### Exercise description
What you give back should match the records word for word.

=== Data for analysis ===

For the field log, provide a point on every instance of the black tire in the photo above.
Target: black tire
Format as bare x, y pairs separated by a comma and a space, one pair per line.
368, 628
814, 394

===

### Exercise solution
For the field log, provide a point on every instance of the black tire in the photo above.
Target: black tire
Format as bare x, y pairs separated by a comma and a space, one pair per line.
368, 628
814, 394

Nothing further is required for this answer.